* Begin *

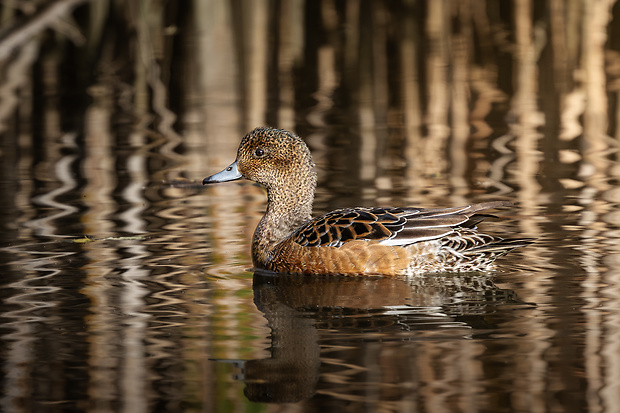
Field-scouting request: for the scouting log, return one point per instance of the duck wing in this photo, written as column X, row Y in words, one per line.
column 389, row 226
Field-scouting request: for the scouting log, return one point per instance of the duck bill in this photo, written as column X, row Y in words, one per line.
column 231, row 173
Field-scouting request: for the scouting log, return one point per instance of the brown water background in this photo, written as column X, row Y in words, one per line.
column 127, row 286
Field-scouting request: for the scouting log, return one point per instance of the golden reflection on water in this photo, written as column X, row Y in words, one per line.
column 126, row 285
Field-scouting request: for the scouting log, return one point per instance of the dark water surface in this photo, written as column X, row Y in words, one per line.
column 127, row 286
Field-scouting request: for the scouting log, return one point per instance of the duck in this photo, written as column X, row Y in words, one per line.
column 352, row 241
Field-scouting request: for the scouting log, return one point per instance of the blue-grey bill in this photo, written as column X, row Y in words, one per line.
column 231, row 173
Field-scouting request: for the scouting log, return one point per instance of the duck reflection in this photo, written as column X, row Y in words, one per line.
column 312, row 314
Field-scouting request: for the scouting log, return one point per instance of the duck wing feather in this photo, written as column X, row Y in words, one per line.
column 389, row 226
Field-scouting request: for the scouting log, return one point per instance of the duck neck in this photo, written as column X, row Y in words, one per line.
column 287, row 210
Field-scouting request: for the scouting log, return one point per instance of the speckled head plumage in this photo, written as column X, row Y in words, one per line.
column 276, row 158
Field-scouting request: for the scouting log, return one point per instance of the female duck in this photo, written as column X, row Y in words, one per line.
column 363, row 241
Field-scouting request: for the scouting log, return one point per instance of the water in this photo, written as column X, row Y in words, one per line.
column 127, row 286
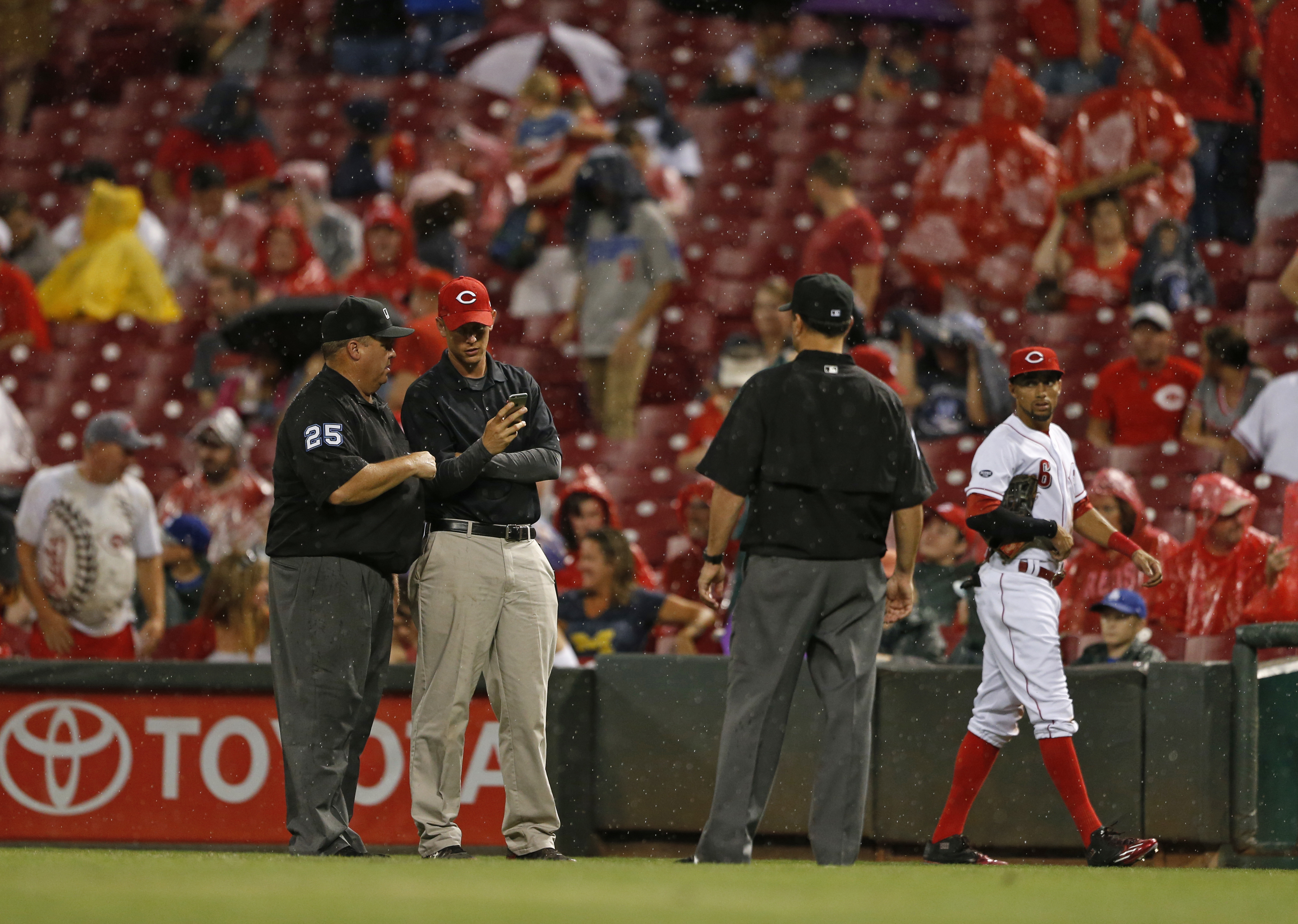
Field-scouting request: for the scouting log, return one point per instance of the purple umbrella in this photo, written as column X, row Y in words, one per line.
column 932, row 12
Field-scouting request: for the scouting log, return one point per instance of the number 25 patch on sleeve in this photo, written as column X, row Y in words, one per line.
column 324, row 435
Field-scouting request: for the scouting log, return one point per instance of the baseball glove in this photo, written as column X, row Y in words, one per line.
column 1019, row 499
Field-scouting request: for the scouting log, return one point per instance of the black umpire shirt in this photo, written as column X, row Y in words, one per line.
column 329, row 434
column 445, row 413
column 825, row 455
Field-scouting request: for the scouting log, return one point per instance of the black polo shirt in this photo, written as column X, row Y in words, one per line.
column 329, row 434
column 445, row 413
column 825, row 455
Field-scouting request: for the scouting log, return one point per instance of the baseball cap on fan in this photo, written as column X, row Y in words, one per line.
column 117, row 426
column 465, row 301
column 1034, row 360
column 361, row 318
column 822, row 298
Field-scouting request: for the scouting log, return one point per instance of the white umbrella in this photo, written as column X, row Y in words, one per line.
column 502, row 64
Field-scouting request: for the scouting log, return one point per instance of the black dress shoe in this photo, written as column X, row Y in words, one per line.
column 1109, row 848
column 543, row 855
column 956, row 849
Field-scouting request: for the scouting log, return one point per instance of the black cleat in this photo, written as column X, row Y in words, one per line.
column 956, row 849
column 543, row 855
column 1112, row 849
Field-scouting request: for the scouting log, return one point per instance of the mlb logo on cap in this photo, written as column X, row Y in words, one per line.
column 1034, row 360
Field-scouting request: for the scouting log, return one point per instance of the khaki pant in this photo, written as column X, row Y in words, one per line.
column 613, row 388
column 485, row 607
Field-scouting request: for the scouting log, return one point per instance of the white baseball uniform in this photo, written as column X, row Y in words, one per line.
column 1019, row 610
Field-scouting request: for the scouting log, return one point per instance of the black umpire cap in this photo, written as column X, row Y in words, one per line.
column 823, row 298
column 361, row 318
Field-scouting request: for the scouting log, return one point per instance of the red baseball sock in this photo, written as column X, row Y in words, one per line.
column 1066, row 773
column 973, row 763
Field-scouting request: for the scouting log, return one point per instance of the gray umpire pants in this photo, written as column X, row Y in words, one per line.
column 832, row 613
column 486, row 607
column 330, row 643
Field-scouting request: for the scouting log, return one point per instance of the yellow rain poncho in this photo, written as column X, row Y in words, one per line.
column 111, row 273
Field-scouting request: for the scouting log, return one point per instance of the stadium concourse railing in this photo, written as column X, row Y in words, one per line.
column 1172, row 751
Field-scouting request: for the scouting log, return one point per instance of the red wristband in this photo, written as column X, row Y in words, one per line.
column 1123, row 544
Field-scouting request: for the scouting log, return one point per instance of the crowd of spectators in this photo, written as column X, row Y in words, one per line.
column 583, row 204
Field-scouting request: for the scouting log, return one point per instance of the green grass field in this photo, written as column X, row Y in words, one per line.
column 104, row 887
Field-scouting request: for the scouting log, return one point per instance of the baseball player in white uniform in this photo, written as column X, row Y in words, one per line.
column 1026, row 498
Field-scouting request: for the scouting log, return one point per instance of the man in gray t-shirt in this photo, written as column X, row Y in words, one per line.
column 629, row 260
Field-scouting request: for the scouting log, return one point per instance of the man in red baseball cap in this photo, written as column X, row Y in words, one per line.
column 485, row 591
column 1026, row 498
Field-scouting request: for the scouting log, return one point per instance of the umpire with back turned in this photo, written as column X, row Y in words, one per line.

* End *

# EXERCISE DIRECTIONS:
Copy the data above word for word, from its start through the line containing "column 126, row 285", and leave out the pictures.

# OUTPUT FOR THIS EXERCISE:
Field-scouting request: for the scouting log, return one point per instance of the duck wing in this photo, written as column X, row Y in words, one per line.
column 389, row 226
Field-scouting request: for the scouting log, return one point per instance of the duck bill in this photo, written as column X, row Y in words, one per line.
column 231, row 173
Field-scouting request: for the scouting log, return one point per instance of the brown water background in this photo, written as column X, row Y in words, one per line.
column 127, row 286
Field-scouting request: for the scouting log, return one point per instance of the golden reflection on water in this photo, written as column X, row Y in words, one per line.
column 126, row 285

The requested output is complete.